■ **WHAT IS NEEDED**: Transcribe exactly the line that contains "If you would be so kind as to spot the cab" and every line after it through the end of the records, with nothing else.

== SOURCE MATERIAL

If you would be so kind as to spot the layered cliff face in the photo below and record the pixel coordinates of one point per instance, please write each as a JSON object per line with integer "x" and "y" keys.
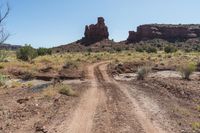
{"x": 170, "y": 33}
{"x": 95, "y": 32}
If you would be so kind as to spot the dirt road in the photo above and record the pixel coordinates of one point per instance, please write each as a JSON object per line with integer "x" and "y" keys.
{"x": 107, "y": 107}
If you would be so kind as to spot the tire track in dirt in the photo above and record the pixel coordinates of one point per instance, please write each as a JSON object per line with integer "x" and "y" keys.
{"x": 147, "y": 125}
{"x": 115, "y": 114}
{"x": 82, "y": 121}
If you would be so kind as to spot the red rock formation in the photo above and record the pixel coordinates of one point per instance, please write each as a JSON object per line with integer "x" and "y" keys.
{"x": 170, "y": 33}
{"x": 95, "y": 33}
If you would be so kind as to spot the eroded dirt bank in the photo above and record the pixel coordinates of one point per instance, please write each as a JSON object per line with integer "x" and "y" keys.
{"x": 103, "y": 105}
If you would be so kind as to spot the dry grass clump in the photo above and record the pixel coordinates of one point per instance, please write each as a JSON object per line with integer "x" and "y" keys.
{"x": 186, "y": 70}
{"x": 143, "y": 72}
{"x": 59, "y": 88}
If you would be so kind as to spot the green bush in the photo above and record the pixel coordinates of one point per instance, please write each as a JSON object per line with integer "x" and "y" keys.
{"x": 151, "y": 49}
{"x": 26, "y": 53}
{"x": 187, "y": 70}
{"x": 143, "y": 72}
{"x": 70, "y": 65}
{"x": 44, "y": 51}
{"x": 3, "y": 55}
{"x": 139, "y": 49}
{"x": 2, "y": 80}
{"x": 170, "y": 49}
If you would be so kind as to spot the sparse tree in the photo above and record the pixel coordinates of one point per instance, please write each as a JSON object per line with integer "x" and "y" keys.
{"x": 4, "y": 11}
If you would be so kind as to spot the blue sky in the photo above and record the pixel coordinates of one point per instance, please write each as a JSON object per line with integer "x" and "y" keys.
{"x": 48, "y": 23}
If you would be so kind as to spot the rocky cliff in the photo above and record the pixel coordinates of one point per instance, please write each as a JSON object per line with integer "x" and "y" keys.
{"x": 170, "y": 33}
{"x": 95, "y": 32}
{"x": 9, "y": 47}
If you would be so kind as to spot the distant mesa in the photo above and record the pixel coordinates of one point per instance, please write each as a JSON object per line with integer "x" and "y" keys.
{"x": 168, "y": 32}
{"x": 95, "y": 33}
{"x": 9, "y": 47}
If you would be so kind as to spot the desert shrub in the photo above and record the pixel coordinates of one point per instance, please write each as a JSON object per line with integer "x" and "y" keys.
{"x": 142, "y": 72}
{"x": 2, "y": 80}
{"x": 27, "y": 75}
{"x": 118, "y": 49}
{"x": 44, "y": 51}
{"x": 196, "y": 126}
{"x": 151, "y": 49}
{"x": 139, "y": 49}
{"x": 26, "y": 53}
{"x": 187, "y": 70}
{"x": 66, "y": 90}
{"x": 3, "y": 55}
{"x": 170, "y": 49}
{"x": 70, "y": 65}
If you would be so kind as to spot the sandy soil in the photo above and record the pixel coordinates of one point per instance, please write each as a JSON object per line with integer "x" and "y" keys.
{"x": 103, "y": 105}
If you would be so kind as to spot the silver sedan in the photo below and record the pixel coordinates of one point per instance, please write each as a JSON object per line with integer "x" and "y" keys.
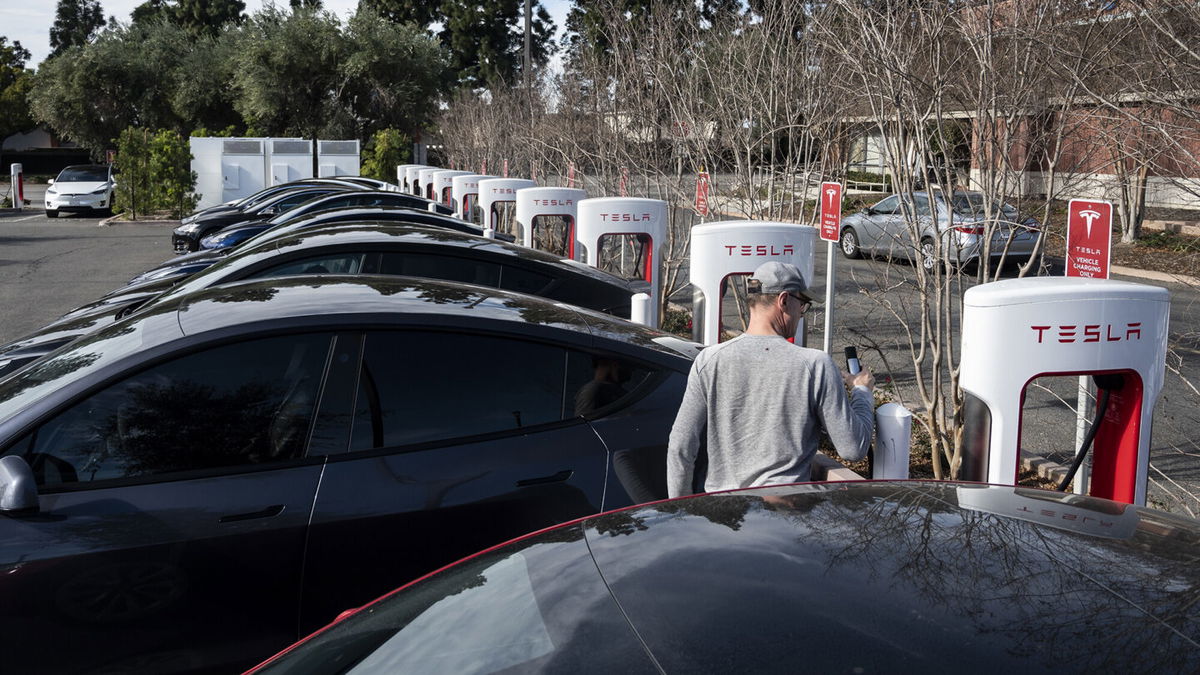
{"x": 903, "y": 227}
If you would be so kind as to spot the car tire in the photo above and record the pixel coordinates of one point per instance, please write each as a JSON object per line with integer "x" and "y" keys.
{"x": 849, "y": 243}
{"x": 928, "y": 254}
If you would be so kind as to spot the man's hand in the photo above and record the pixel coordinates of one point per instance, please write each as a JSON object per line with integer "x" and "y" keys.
{"x": 862, "y": 378}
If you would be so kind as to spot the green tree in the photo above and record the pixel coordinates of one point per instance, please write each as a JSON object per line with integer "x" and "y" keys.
{"x": 133, "y": 161}
{"x": 123, "y": 78}
{"x": 485, "y": 37}
{"x": 288, "y": 72}
{"x": 75, "y": 23}
{"x": 15, "y": 85}
{"x": 173, "y": 181}
{"x": 384, "y": 151}
{"x": 394, "y": 75}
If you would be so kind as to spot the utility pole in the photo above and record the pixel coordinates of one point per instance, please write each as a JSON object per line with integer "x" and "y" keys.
{"x": 528, "y": 67}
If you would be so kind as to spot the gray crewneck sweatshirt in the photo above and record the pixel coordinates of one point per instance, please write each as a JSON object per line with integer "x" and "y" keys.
{"x": 760, "y": 402}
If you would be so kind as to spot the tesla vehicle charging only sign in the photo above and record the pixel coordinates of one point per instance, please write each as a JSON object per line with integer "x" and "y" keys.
{"x": 831, "y": 211}
{"x": 1089, "y": 238}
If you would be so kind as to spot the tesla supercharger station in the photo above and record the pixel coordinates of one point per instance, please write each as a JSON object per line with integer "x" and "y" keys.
{"x": 1020, "y": 329}
{"x": 735, "y": 249}
{"x": 443, "y": 185}
{"x": 465, "y": 195}
{"x": 496, "y": 195}
{"x": 402, "y": 177}
{"x": 544, "y": 208}
{"x": 411, "y": 177}
{"x": 425, "y": 183}
{"x": 603, "y": 220}
{"x": 18, "y": 186}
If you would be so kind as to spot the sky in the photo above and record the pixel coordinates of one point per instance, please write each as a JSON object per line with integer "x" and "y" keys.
{"x": 29, "y": 21}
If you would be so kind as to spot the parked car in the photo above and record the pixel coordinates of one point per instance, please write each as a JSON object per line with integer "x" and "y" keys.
{"x": 898, "y": 577}
{"x": 81, "y": 189}
{"x": 197, "y": 485}
{"x": 187, "y": 236}
{"x": 270, "y": 191}
{"x": 389, "y": 249}
{"x": 897, "y": 227}
{"x": 237, "y": 233}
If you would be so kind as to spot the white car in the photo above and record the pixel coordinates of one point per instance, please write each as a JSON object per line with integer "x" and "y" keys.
{"x": 82, "y": 187}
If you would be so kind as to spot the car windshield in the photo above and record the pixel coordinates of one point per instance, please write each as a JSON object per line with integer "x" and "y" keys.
{"x": 972, "y": 205}
{"x": 83, "y": 174}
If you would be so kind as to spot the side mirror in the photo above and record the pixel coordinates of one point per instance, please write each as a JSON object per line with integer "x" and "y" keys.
{"x": 18, "y": 488}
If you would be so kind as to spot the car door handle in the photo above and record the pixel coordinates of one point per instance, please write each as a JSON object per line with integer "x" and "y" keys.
{"x": 555, "y": 478}
{"x": 269, "y": 512}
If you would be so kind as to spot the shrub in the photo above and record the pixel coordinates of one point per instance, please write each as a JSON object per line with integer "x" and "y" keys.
{"x": 155, "y": 173}
{"x": 385, "y": 150}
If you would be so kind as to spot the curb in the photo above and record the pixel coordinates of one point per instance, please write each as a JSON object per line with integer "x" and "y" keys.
{"x": 117, "y": 220}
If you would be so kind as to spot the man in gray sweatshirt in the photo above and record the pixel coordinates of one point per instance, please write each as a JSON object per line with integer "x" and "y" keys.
{"x": 760, "y": 401}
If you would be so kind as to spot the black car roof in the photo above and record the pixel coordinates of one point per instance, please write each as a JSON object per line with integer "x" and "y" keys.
{"x": 307, "y": 302}
{"x": 835, "y": 578}
{"x": 351, "y": 233}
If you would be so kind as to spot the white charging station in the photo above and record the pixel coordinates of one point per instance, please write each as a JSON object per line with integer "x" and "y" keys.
{"x": 607, "y": 219}
{"x": 443, "y": 185}
{"x": 412, "y": 173}
{"x": 498, "y": 193}
{"x": 730, "y": 249}
{"x": 1019, "y": 329}
{"x": 465, "y": 195}
{"x": 425, "y": 183}
{"x": 538, "y": 208}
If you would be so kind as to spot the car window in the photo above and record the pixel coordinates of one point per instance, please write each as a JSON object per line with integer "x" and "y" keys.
{"x": 887, "y": 205}
{"x": 83, "y": 174}
{"x": 599, "y": 382}
{"x": 418, "y": 387}
{"x": 441, "y": 267}
{"x": 241, "y": 404}
{"x": 333, "y": 263}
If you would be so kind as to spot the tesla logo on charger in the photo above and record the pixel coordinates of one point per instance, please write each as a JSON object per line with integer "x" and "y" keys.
{"x": 831, "y": 211}
{"x": 1089, "y": 333}
{"x": 625, "y": 217}
{"x": 760, "y": 250}
{"x": 1089, "y": 238}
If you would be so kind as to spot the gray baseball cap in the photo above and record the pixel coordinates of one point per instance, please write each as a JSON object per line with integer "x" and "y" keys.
{"x": 778, "y": 278}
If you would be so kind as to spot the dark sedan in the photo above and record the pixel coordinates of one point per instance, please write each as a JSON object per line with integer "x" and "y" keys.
{"x": 382, "y": 248}
{"x": 192, "y": 488}
{"x": 239, "y": 232}
{"x": 267, "y": 192}
{"x": 838, "y": 578}
{"x": 187, "y": 236}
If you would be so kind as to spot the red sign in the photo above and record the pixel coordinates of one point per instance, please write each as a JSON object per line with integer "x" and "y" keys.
{"x": 831, "y": 211}
{"x": 1089, "y": 238}
{"x": 702, "y": 181}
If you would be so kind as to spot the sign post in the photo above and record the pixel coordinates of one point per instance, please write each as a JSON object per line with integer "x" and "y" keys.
{"x": 702, "y": 193}
{"x": 1089, "y": 254}
{"x": 831, "y": 231}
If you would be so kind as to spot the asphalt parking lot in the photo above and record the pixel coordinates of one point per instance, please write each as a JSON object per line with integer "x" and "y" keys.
{"x": 52, "y": 266}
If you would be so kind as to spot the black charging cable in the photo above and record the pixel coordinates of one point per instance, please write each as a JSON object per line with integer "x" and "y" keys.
{"x": 1104, "y": 383}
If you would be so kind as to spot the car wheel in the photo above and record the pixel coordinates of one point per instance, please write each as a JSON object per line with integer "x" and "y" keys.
{"x": 928, "y": 254}
{"x": 850, "y": 246}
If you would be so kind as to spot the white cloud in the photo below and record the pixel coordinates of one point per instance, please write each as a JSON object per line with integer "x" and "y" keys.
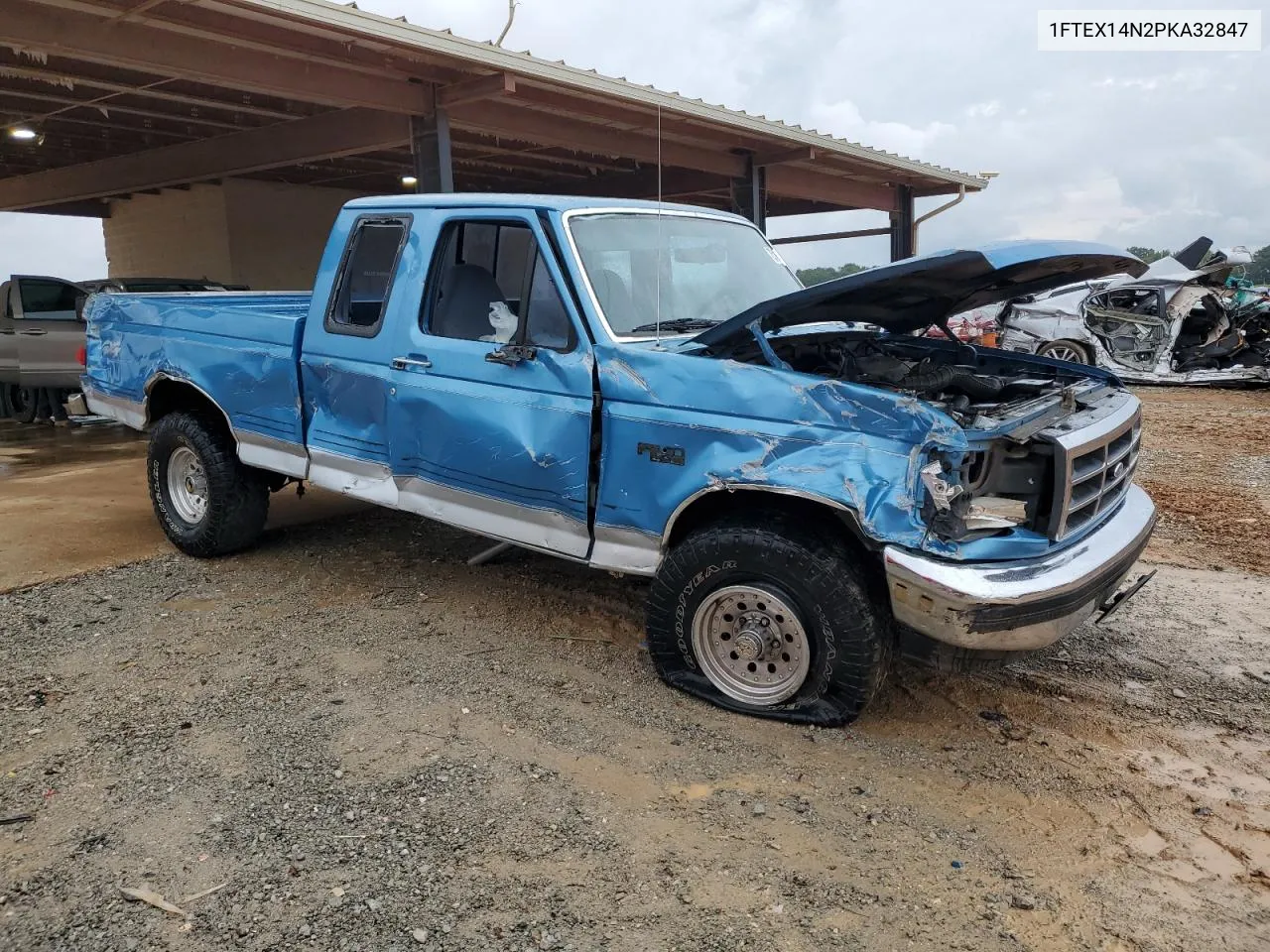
{"x": 51, "y": 244}
{"x": 1147, "y": 149}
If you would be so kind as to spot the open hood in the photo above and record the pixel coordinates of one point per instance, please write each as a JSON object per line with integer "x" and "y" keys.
{"x": 919, "y": 293}
{"x": 1198, "y": 259}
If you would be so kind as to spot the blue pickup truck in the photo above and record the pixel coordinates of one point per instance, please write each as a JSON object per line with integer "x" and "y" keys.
{"x": 649, "y": 390}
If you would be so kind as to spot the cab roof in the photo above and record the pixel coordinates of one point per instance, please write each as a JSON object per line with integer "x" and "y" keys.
{"x": 549, "y": 203}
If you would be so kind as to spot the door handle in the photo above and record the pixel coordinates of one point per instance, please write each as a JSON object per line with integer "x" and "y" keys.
{"x": 400, "y": 363}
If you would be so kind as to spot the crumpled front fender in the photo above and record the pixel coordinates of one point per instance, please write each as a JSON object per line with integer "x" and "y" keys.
{"x": 677, "y": 426}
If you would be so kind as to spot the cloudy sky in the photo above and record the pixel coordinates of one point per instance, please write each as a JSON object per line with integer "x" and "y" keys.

====

■ **REPLY TO THE TASK**:
If you would be so kind as to spot the cab roof in the photo above and record the pixel coordinates of one point per instance, please write each as a JSON object per line with integer "x" and "y" keys.
{"x": 549, "y": 203}
If you would be so kind as to spot the door handle in the photo above and record the pixel coordinates of one point per instance, please write each as a JSON object per line with integer "x" and "y" keys.
{"x": 400, "y": 363}
If you would be so kind as to spot the crumpled front fender in the photo above and record the pixel coordinates of one point per instance, please write each as a JSON object per line with integer "x" and "y" keys.
{"x": 677, "y": 426}
If you would be so kind as to spot the cloudy sky in the photo above and record the pixel coordinates of one point per instance, please write each as a JSON object per line with integer "x" and "y" keys.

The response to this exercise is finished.